**About this exercise:** Below are lines of data, and only some are wanted. Please repeat exactly those from the line that has "Drop a marker on the boulder, one" through the line that has "[(345, 255), (302, 47)]".

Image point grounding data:
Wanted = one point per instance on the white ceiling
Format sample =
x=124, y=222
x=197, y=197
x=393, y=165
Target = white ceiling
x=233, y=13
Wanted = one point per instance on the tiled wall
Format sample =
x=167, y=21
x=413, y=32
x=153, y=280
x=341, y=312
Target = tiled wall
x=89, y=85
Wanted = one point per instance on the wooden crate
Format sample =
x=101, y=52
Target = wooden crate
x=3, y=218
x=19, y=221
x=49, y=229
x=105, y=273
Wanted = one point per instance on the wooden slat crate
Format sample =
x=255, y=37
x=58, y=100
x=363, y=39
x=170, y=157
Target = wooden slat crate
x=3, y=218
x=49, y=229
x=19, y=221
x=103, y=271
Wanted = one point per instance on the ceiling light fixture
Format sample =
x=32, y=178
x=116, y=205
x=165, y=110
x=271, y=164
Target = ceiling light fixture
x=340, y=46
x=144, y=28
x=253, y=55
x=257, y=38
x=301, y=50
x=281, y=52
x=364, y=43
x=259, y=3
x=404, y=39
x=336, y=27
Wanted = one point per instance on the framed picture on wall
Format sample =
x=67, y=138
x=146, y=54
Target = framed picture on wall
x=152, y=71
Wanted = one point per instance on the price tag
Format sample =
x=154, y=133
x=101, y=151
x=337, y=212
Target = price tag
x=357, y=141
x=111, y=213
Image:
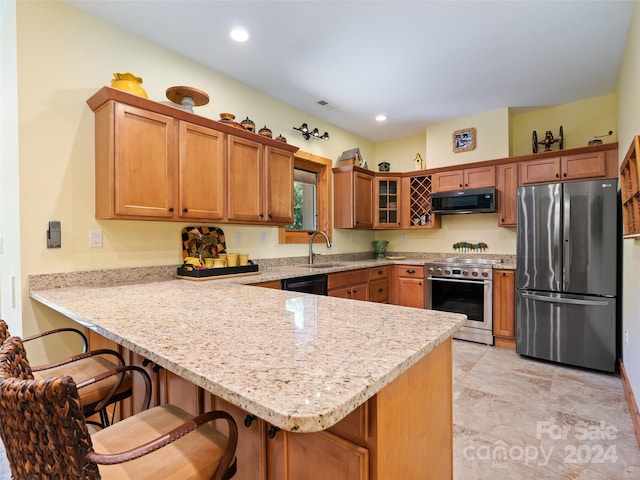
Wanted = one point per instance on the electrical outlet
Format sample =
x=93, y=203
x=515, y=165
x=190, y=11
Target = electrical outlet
x=95, y=238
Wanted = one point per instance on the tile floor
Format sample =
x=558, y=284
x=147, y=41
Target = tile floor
x=516, y=418
x=519, y=419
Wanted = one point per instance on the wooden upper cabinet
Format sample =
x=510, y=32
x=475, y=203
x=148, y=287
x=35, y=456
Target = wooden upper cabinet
x=353, y=198
x=468, y=178
x=244, y=187
x=583, y=166
x=587, y=165
x=202, y=172
x=159, y=162
x=506, y=186
x=135, y=163
x=260, y=184
x=387, y=202
x=540, y=171
x=278, y=186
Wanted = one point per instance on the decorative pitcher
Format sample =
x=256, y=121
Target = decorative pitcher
x=129, y=83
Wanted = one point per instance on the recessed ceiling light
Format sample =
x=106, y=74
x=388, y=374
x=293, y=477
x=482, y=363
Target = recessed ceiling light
x=239, y=34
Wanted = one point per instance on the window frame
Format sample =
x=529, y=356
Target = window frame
x=322, y=166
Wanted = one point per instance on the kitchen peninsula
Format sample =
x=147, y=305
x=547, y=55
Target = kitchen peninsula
x=365, y=383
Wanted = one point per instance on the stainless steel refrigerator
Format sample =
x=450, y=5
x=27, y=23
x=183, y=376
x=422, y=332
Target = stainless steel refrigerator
x=566, y=273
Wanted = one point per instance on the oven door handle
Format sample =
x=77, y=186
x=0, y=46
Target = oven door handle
x=473, y=282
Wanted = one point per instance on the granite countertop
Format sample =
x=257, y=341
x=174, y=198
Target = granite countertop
x=301, y=362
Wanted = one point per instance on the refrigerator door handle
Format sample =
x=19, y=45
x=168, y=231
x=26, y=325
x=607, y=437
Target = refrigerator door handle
x=566, y=232
x=573, y=301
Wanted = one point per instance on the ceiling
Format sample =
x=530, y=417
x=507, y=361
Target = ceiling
x=418, y=62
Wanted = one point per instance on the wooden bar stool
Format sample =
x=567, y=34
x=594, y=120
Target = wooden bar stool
x=45, y=434
x=95, y=397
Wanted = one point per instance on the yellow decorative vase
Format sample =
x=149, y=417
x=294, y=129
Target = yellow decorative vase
x=129, y=83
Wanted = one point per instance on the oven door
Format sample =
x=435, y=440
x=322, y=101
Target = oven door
x=473, y=298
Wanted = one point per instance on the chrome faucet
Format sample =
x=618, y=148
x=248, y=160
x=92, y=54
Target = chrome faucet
x=313, y=235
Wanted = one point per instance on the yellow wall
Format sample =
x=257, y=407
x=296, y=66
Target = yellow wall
x=580, y=122
x=492, y=139
x=64, y=57
x=400, y=153
x=629, y=125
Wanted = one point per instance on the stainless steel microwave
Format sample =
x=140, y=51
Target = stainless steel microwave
x=481, y=200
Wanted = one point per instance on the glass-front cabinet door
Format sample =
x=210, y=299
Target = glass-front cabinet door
x=387, y=202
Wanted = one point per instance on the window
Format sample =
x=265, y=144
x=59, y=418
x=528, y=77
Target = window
x=305, y=185
x=312, y=199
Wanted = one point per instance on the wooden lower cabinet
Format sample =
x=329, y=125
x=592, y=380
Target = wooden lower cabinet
x=379, y=284
x=404, y=431
x=504, y=306
x=409, y=286
x=353, y=284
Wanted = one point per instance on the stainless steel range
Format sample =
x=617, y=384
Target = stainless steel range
x=464, y=285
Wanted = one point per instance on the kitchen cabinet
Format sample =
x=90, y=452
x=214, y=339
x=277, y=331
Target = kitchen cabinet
x=416, y=203
x=506, y=187
x=379, y=284
x=201, y=173
x=353, y=284
x=630, y=190
x=581, y=166
x=260, y=185
x=504, y=304
x=157, y=162
x=387, y=201
x=409, y=285
x=353, y=198
x=352, y=449
x=468, y=178
x=136, y=156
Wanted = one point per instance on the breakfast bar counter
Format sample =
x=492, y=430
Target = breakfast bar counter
x=299, y=362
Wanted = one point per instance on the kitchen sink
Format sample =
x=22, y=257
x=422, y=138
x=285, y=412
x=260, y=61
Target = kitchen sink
x=322, y=265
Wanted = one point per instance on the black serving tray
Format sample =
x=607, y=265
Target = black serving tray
x=190, y=271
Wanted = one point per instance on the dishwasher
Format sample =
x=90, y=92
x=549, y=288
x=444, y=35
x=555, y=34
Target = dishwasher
x=316, y=284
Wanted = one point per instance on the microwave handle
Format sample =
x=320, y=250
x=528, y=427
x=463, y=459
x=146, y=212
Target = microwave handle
x=473, y=282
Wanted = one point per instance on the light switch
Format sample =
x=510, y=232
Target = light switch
x=54, y=235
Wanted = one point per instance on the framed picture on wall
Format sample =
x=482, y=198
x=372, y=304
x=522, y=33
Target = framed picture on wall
x=464, y=140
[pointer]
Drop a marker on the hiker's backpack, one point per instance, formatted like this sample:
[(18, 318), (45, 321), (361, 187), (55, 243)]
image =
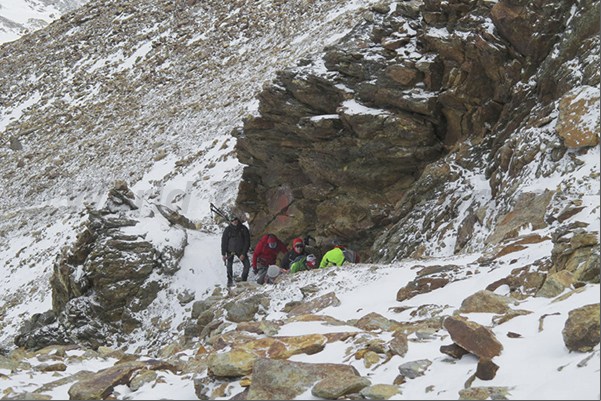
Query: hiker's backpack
[(273, 272), (350, 256)]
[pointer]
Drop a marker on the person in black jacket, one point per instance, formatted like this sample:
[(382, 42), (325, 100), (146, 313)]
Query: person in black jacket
[(235, 241)]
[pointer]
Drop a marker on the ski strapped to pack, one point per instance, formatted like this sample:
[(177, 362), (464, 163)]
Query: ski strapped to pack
[(218, 211)]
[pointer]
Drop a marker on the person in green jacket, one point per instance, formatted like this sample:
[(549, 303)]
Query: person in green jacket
[(303, 262), (338, 256)]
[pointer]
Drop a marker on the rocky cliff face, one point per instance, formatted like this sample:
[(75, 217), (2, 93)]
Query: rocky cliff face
[(347, 143), (420, 133)]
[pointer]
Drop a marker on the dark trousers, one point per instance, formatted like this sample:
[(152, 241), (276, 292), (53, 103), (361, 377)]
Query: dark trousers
[(230, 270), (261, 273)]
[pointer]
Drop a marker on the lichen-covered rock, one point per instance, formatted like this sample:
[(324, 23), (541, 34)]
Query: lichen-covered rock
[(473, 337), (285, 380)]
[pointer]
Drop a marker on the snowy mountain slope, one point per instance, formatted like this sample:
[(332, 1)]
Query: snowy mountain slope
[(192, 155), (192, 76), (20, 17)]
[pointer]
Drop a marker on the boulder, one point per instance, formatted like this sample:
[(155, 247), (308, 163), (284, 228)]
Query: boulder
[(486, 302), (473, 337), (285, 380), (334, 387)]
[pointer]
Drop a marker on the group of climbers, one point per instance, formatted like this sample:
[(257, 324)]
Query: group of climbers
[(235, 241)]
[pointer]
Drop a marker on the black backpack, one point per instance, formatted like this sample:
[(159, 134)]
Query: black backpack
[(349, 256)]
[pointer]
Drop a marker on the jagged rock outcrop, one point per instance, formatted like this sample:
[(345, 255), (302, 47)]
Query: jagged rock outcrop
[(345, 143), (104, 279)]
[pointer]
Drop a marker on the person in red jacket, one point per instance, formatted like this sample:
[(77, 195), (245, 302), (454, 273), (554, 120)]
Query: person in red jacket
[(265, 254)]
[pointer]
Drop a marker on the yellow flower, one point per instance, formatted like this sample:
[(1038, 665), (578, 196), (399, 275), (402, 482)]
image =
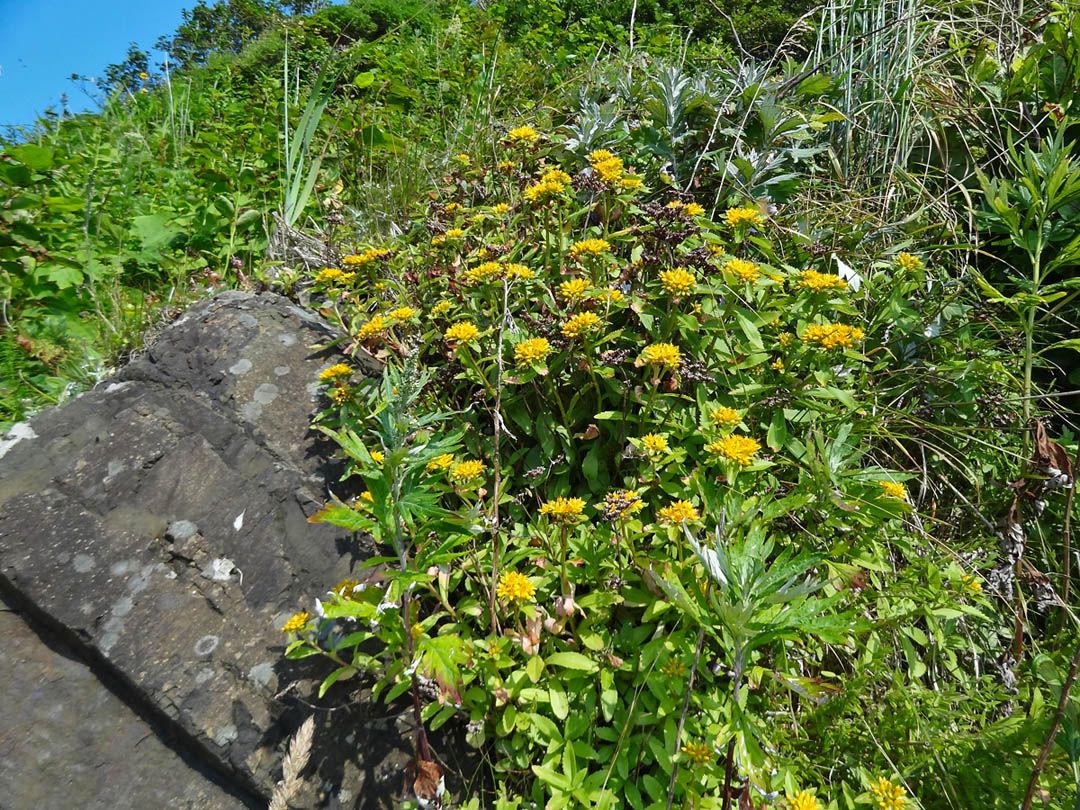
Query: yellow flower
[(748, 215), (620, 503), (524, 135), (699, 753), (515, 586), (563, 510), (820, 282), (832, 336), (740, 449), (441, 462), (298, 621), (461, 332), (336, 370), (907, 261), (485, 271), (678, 511), (893, 490), (678, 281), (742, 269), (588, 246), (889, 796), (655, 443), (673, 669), (346, 588), (373, 327), (530, 351), (362, 258), (467, 471), (581, 322), (518, 271), (574, 289), (802, 800), (725, 416), (661, 354)]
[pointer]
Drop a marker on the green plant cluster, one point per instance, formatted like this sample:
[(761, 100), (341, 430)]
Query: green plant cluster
[(636, 470)]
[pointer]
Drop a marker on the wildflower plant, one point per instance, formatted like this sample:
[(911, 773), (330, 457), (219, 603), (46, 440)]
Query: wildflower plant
[(610, 453)]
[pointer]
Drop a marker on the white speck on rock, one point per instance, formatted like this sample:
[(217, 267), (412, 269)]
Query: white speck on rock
[(266, 393), (16, 434), (241, 367), (261, 674)]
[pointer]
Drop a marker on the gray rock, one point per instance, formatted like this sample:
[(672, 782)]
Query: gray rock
[(165, 530)]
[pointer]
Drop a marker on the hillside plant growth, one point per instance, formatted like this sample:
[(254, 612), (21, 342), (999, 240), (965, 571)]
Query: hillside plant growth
[(710, 396)]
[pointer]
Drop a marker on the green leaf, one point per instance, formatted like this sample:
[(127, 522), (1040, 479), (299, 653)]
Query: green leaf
[(572, 661)]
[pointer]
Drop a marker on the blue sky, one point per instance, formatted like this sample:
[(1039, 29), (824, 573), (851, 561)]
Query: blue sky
[(42, 42)]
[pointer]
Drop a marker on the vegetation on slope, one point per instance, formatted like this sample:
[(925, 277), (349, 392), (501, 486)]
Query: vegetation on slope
[(723, 450)]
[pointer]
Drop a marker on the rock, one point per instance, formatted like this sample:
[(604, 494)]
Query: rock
[(159, 523)]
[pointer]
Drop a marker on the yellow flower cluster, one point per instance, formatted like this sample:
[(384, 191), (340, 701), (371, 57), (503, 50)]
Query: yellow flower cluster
[(362, 258), (907, 261), (574, 289), (740, 449), (889, 796), (517, 271), (563, 510), (515, 586), (332, 273), (820, 282), (748, 215), (376, 326), (523, 135), (530, 351), (832, 335), (581, 322), (804, 800), (461, 332), (488, 270), (467, 471), (552, 183), (894, 490), (655, 443), (661, 354), (297, 621), (589, 247), (335, 372), (441, 462), (726, 417), (742, 269), (678, 281), (699, 753)]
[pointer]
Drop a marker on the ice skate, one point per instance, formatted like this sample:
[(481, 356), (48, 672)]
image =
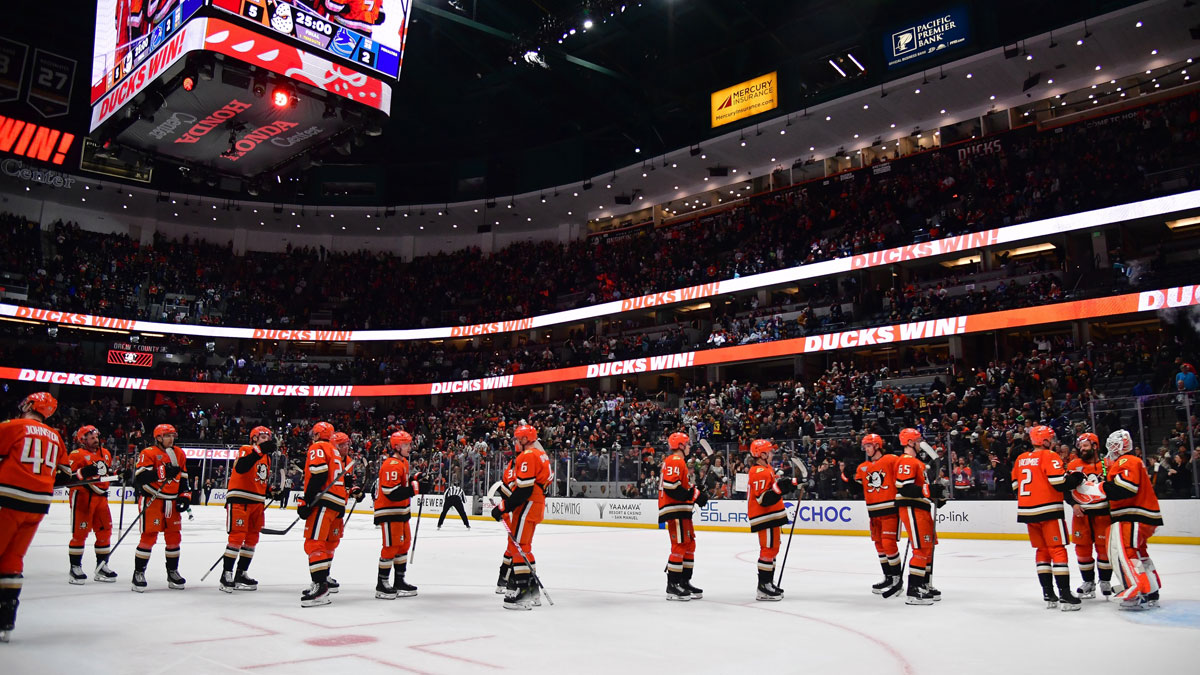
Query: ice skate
[(316, 595), (384, 591), (77, 575), (105, 574)]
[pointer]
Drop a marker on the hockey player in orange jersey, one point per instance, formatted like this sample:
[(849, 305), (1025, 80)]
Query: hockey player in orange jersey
[(393, 499), (245, 509), (915, 502), (767, 514), (1135, 517), (89, 506), (526, 507), (877, 478), (163, 494), (1090, 517), (508, 481), (676, 499), (30, 461), (323, 508), (1041, 481)]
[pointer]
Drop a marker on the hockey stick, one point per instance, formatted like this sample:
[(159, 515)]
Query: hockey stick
[(317, 499), (120, 524), (933, 507), (132, 525), (420, 509), (87, 482), (265, 506), (799, 493), (526, 559)]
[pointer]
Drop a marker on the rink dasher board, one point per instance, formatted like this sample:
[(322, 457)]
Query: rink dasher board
[(957, 520)]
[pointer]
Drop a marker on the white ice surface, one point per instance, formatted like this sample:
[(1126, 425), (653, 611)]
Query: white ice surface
[(610, 615)]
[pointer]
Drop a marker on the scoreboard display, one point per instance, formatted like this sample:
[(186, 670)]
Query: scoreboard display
[(312, 41), (127, 33), (349, 35)]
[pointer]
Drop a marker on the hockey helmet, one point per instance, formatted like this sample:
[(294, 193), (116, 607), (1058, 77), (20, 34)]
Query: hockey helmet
[(761, 448), (41, 402)]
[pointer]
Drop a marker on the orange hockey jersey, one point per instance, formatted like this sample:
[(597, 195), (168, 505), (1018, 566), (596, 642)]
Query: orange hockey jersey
[(30, 454), (911, 482), (879, 484), (1036, 478), (676, 491), (81, 458), (1091, 471), (1131, 495), (324, 464), (394, 494), (531, 469), (765, 503), (154, 463), (249, 487)]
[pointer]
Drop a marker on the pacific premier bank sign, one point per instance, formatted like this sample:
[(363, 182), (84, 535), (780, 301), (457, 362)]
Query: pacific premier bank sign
[(927, 37)]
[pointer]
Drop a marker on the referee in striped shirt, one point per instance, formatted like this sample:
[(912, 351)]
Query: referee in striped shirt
[(454, 495)]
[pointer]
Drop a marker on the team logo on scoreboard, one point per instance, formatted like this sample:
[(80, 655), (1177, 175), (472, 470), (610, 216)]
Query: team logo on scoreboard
[(281, 18), (343, 43)]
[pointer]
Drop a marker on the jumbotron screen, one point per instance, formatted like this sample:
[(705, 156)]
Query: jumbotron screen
[(370, 33)]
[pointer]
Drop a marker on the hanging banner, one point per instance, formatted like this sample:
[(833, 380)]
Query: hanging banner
[(12, 69), (744, 100), (49, 89), (921, 40)]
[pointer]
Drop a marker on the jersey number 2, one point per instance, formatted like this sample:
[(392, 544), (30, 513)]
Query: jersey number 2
[(33, 454), (1026, 478)]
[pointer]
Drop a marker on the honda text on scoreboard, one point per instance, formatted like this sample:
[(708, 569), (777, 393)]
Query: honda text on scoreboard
[(241, 85)]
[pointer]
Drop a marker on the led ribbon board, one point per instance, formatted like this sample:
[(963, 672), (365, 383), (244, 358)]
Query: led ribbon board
[(1073, 222), (1074, 310)]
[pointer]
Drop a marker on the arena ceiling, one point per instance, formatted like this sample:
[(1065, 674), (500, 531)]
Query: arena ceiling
[(469, 107), (472, 120)]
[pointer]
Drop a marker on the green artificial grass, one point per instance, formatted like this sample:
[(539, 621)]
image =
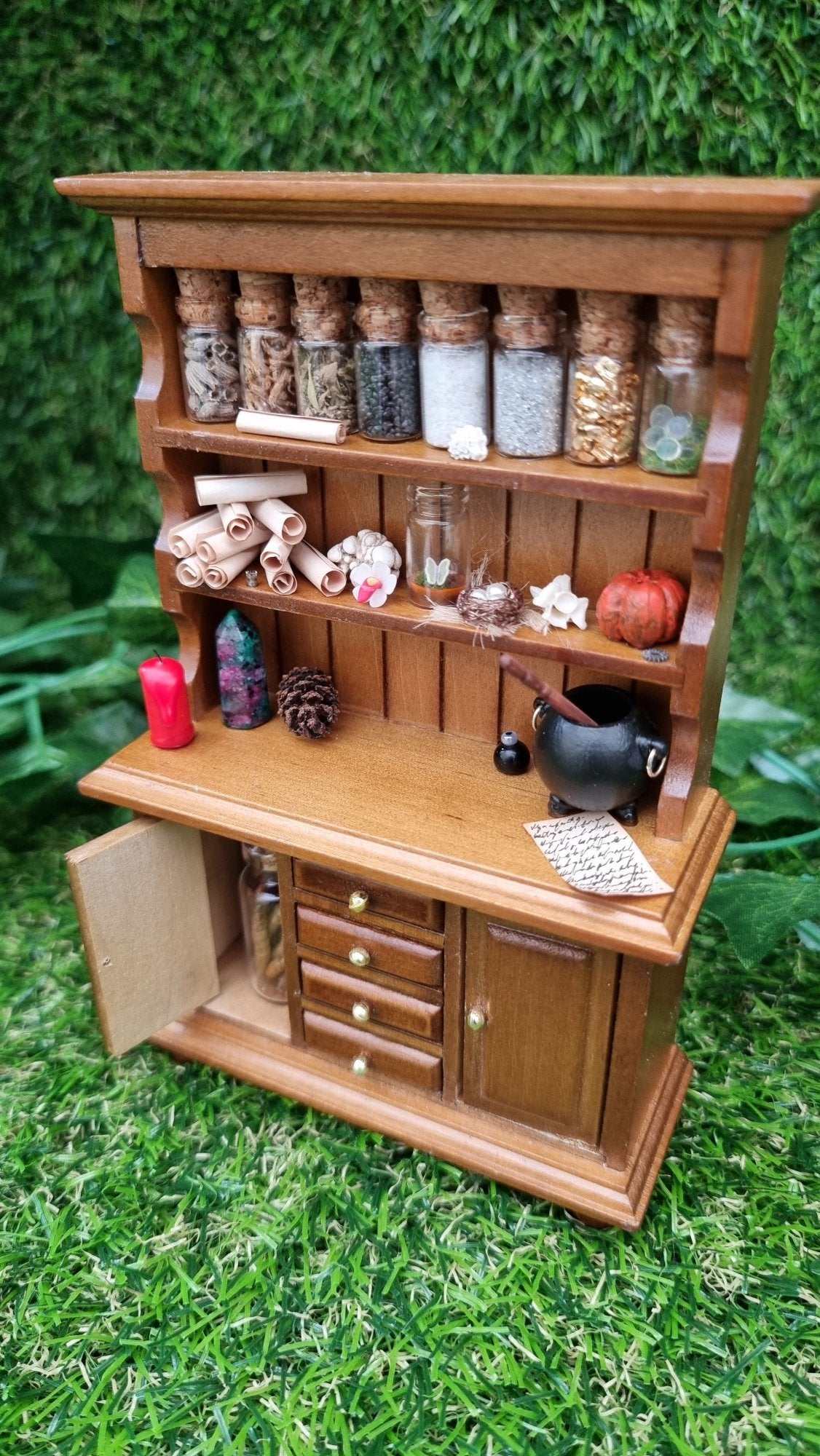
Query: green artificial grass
[(190, 1265)]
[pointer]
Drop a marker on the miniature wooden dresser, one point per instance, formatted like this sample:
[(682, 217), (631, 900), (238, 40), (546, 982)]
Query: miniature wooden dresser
[(445, 986)]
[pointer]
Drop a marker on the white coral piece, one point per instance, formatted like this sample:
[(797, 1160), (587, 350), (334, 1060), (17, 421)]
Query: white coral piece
[(559, 604), (468, 443), (365, 550)]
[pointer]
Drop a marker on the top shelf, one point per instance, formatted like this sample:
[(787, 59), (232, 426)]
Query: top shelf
[(614, 486)]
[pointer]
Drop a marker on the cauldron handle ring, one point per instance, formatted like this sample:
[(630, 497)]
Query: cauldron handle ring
[(655, 771)]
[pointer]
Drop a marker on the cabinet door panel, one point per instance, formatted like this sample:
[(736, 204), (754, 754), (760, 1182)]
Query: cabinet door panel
[(541, 1055), (145, 917)]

**Task result:**
Drop a marker on the boulder, one point per instance, formatted like this sample:
[(155, 247), (308, 163), (284, 228)]
Query: boulder
[(486, 302), (473, 337), (285, 380), (334, 387)]
[pointer]
Drop a marker on the group of climbers, one point per instance, formatted like this sample:
[(257, 324)]
Query: group of climbers
[(235, 241)]
[pointer]
Drop a marker on the black backpack, one point per instance, formatted like this sample:
[(159, 134)]
Query: black backpack
[(349, 256)]
[pointer]
Drop a marker on the jagged rock outcrop, one point per instance, formatted like this sample:
[(345, 255), (302, 47)]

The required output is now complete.